YOUR ASSIGNMENT: In the listing below, a line holding "Target: sliding glass door" and a line holding "point(248, 40)" mark the range. Retype both exactly, with all lines between them.

DATASET EXCERPTS:
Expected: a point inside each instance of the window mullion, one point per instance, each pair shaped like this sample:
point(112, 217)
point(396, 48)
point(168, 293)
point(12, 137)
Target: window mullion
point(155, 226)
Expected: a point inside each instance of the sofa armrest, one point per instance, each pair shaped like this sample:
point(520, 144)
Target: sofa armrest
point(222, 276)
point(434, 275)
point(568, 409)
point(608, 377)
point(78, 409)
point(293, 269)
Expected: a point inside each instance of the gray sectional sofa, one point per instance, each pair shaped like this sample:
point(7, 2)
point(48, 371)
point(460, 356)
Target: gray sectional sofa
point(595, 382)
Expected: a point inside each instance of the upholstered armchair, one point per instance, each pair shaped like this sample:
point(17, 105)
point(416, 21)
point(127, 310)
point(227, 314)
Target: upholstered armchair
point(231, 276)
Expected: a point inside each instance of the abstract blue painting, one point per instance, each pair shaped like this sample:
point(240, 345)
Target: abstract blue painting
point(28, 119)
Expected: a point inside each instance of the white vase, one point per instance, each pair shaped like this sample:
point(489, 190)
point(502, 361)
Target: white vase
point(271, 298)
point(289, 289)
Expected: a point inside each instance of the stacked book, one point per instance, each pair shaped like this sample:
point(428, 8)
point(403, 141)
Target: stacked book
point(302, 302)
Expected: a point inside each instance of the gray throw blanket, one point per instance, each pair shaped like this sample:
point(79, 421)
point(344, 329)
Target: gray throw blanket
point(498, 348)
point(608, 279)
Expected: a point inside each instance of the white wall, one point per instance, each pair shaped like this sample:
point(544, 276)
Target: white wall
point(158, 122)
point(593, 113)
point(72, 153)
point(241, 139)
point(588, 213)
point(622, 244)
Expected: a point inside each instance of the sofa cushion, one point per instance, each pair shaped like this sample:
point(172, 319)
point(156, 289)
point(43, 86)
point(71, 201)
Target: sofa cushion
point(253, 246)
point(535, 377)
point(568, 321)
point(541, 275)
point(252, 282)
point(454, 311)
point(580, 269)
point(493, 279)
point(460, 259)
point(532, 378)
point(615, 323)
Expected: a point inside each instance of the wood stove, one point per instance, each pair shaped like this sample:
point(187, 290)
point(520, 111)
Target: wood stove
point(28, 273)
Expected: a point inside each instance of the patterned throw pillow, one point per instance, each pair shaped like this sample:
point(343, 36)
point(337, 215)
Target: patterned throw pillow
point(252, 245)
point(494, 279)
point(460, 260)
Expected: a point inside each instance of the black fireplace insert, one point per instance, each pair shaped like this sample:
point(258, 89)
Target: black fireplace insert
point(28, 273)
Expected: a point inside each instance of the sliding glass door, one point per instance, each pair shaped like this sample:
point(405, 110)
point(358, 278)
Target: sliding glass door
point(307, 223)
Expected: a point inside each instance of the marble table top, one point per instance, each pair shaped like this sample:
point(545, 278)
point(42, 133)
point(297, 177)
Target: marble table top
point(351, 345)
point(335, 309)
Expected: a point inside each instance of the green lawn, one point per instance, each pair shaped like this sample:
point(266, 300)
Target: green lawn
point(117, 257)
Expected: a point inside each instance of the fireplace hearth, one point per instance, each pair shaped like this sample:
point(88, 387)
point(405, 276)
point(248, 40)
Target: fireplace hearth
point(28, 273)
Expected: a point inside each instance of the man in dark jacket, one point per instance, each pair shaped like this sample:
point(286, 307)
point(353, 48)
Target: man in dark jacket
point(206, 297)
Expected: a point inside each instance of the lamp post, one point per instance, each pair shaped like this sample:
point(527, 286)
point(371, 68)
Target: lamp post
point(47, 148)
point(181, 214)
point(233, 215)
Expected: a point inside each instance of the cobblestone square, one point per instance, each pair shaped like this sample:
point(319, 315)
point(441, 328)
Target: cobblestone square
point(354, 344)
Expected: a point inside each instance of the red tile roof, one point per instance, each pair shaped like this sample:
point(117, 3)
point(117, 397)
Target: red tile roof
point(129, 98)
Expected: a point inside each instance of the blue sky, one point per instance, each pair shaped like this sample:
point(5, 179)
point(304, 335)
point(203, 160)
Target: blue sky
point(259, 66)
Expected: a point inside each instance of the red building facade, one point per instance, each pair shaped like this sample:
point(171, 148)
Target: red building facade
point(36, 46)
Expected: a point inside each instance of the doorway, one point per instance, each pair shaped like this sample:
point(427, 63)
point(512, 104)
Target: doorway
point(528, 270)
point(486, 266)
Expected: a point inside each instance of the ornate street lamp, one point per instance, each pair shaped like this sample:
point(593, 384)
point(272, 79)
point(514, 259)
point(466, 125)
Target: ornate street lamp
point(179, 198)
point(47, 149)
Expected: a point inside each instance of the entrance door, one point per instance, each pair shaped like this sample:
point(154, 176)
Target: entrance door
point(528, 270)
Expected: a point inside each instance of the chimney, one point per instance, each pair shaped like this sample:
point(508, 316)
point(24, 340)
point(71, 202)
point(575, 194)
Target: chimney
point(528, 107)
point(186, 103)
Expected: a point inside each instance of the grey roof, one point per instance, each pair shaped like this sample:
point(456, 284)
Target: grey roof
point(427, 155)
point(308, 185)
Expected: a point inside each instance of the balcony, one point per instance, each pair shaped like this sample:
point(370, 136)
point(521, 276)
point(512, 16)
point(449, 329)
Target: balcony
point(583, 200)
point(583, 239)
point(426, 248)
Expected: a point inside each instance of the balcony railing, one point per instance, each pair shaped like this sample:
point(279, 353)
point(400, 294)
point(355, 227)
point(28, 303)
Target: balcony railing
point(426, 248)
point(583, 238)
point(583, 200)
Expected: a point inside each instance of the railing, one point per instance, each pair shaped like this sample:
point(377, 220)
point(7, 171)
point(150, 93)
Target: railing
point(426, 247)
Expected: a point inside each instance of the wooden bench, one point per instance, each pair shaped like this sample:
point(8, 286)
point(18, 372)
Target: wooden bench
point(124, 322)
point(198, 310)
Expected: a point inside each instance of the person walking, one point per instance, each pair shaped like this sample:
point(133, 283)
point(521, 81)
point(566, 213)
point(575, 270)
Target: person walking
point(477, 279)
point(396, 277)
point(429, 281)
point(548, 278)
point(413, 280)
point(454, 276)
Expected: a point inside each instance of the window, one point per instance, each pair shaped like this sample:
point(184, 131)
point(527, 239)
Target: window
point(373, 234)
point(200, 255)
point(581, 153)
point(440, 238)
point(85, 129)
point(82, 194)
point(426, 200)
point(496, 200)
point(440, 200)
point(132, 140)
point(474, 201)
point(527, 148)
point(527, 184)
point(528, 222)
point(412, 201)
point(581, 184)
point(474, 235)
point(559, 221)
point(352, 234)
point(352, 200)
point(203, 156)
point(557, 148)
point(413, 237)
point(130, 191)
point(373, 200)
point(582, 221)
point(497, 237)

RESULT:
Target: sliding glass door
point(307, 223)
Expected: a point inside each instance of the marble table top, one point per instance, each pair shaped like this sample:
point(545, 278)
point(42, 133)
point(297, 177)
Target: marble table top
point(351, 345)
point(335, 309)
Expected: a point inside each instance of the green lawn, one point per instance, each pair shaped like this sample:
point(266, 300)
Target: green lawn
point(117, 257)
Expected: a point inside each instance of the fireplace hearth, one point per instance, each pair shaped like this sample:
point(88, 387)
point(405, 276)
point(248, 40)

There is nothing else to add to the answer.